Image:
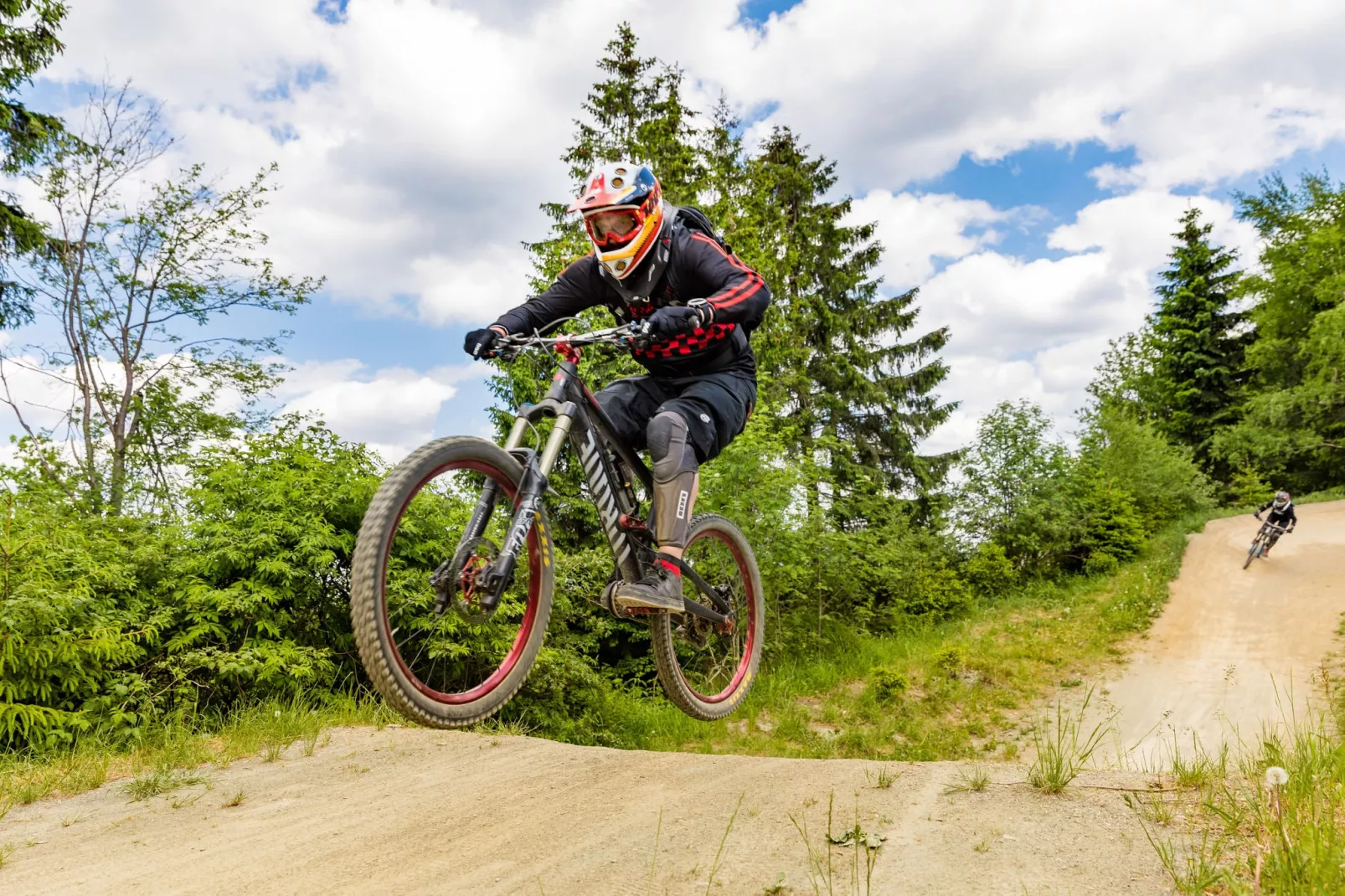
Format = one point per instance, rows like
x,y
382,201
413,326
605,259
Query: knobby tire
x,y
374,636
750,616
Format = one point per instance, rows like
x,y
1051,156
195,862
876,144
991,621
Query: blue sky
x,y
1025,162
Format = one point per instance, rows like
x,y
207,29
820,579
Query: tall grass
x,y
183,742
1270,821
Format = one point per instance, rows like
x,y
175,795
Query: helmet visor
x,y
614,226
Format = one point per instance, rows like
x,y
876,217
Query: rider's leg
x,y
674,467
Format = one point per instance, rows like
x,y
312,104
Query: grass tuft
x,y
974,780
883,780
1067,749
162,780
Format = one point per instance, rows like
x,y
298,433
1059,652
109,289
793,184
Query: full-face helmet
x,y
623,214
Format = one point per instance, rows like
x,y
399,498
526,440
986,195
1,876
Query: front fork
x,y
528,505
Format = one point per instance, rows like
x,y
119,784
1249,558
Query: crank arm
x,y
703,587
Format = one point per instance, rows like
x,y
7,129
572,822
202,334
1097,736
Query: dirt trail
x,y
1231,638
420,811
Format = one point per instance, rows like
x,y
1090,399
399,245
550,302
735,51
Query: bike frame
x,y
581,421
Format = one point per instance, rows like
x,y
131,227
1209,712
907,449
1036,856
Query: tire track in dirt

PROBLEM TO SOLVE:
For this exercise, return the material word for word and drop each image.

RESULT BELOW:
Image:
Format = one point per instance, rows like
x,y
382,201
413,326
605,259
Query: knobby tire
x,y
374,636
750,616
Format = one point per instance, rows like
x,y
1051,156
195,862
876,144
991,621
Query: blue sky
x,y
1025,162
Format = one point per instance, rows like
x,y
207,29
820,579
Query: tall grass
x,y
183,742
1270,821
Format = one point per instance, rows like
x,y
175,795
Query: helmet visor
x,y
614,226
Format = one point per instance, rows like
x,y
876,217
Query: rider's leg
x,y
674,467
Format = one point per instance, rows like
x,y
312,104
Query: grass tuft
x,y
974,780
883,780
1067,749
162,780
Format = one point per instance, rows like
x,y
298,433
1059,652
109,289
793,184
Query: full-face helmet
x,y
623,214
Format = one point per instance, rows like
x,y
399,498
526,440
986,195
1,876
Query: front fork
x,y
528,505
Format = one point per instance, rows like
x,y
119,784
1249,558
Query: crank arm
x,y
703,587
Format = one point per instance, rows like
x,y
7,129
572,822
202,334
1097,736
Query: dirt trail
x,y
1231,638
420,811
Format = one point per instance, rows like
x,y
1090,399
399,245
550,302
735,51
Query: bike frame
x,y
581,421
Format = one point per instance, rows like
x,y
131,227
1209,712
907,449
1036,856
Query: tire track in dirt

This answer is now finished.